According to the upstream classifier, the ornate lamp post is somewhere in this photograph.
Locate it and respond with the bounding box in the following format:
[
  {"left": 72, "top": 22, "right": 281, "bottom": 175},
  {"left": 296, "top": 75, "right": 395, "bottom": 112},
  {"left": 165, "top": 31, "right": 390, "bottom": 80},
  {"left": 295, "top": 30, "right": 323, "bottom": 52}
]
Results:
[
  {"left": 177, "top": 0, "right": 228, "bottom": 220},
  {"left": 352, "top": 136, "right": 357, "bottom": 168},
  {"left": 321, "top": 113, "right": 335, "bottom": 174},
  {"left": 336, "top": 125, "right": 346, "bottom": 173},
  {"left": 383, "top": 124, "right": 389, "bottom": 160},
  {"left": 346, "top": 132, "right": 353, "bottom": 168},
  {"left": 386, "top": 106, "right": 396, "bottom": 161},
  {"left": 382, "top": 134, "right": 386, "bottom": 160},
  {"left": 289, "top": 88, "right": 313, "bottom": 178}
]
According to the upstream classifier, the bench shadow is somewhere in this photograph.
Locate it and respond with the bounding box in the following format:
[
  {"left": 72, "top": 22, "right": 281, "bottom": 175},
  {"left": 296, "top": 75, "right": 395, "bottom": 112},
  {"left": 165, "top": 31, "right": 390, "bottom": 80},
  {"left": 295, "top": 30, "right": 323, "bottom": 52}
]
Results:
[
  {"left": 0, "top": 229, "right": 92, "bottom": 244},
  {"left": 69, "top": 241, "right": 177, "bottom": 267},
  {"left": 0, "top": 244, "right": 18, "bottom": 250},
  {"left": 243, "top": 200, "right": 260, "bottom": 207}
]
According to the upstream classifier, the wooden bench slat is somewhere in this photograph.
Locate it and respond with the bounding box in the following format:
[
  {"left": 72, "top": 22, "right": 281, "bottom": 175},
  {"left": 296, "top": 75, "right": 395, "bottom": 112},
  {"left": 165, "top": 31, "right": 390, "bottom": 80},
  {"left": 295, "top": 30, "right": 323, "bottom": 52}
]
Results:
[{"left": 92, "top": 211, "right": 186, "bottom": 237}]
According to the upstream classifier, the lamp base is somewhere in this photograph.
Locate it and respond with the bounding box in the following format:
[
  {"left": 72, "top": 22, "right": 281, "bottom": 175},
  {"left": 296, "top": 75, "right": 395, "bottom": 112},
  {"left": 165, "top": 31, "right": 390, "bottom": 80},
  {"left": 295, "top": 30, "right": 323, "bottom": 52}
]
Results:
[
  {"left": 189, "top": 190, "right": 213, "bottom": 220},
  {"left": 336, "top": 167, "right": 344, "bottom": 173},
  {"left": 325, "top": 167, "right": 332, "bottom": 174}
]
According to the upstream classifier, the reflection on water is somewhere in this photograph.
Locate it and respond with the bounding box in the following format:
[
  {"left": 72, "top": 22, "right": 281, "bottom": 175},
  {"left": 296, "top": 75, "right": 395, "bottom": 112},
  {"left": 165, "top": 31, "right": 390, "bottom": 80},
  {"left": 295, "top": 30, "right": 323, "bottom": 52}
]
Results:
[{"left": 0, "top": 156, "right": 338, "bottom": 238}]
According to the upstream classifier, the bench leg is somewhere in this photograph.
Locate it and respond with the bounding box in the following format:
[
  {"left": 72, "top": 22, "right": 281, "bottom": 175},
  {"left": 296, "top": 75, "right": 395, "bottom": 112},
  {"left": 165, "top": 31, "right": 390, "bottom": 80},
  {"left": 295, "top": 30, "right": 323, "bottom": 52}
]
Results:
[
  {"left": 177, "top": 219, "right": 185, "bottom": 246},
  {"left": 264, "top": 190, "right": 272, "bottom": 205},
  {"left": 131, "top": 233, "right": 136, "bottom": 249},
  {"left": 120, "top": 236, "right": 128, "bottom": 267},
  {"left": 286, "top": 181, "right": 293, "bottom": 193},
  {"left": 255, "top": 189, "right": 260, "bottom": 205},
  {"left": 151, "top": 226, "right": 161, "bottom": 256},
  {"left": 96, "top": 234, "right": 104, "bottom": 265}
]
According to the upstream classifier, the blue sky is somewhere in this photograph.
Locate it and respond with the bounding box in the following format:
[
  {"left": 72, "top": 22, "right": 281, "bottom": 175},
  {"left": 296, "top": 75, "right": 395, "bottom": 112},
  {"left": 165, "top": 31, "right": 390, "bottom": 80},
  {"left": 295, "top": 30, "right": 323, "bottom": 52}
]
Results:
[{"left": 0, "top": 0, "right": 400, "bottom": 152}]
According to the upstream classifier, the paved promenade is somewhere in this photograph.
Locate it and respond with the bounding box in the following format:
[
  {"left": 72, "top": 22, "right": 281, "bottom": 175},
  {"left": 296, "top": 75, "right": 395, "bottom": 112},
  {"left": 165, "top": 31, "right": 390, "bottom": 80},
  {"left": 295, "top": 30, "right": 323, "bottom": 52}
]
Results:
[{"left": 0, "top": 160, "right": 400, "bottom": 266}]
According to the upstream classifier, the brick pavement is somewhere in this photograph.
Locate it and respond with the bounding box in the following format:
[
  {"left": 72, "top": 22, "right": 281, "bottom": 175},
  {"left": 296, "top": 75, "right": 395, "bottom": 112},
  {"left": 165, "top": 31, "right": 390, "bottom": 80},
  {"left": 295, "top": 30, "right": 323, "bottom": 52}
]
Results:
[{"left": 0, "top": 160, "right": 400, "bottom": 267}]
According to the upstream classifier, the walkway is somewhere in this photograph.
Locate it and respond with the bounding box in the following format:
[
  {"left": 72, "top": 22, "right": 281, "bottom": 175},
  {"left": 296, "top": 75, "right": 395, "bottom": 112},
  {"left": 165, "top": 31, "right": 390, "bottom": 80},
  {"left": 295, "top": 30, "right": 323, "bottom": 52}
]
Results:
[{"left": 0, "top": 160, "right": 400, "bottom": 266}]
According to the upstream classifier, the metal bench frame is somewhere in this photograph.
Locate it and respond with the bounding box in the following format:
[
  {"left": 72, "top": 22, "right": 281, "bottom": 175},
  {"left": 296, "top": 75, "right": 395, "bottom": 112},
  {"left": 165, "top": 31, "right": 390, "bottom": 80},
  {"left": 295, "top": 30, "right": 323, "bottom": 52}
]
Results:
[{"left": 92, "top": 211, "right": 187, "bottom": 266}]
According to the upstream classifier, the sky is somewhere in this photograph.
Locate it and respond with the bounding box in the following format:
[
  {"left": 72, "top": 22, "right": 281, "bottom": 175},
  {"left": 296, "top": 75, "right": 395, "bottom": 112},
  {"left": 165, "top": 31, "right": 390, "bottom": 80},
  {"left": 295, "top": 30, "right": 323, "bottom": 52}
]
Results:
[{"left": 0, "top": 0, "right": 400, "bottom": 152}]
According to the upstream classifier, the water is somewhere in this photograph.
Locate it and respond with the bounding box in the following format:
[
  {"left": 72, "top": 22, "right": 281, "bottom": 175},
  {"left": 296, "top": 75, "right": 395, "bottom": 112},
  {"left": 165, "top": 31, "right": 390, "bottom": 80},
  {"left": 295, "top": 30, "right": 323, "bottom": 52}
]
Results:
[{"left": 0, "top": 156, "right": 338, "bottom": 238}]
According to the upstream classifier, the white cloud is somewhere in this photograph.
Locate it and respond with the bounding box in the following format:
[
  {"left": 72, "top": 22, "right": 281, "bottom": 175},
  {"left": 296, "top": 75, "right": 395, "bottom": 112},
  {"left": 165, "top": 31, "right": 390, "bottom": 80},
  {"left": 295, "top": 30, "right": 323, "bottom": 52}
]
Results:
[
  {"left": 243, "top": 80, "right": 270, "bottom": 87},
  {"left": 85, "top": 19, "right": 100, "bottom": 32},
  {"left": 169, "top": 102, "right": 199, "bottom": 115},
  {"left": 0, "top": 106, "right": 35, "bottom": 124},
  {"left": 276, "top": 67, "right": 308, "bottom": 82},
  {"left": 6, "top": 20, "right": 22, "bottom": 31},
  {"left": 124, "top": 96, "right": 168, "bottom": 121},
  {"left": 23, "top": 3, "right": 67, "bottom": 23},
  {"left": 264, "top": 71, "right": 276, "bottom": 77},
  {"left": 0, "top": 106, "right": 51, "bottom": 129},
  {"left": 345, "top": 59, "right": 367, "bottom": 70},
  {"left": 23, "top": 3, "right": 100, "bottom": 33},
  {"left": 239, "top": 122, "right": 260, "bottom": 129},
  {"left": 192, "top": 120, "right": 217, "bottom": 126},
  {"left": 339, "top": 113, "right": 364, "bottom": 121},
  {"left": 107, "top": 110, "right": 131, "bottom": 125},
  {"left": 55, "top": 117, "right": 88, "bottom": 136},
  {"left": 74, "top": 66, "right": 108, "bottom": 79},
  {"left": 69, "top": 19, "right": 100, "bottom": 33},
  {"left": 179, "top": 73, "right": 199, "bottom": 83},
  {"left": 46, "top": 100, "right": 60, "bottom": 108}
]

### Exercise
Locate each line in the records that contains the word "water" and copy those lines out in order.

### Output for this exercise
According to the upstream classifier, the reflection on water is somewhere in this photograph.
According to the upstream classifier, the water is somewhere in this photograph.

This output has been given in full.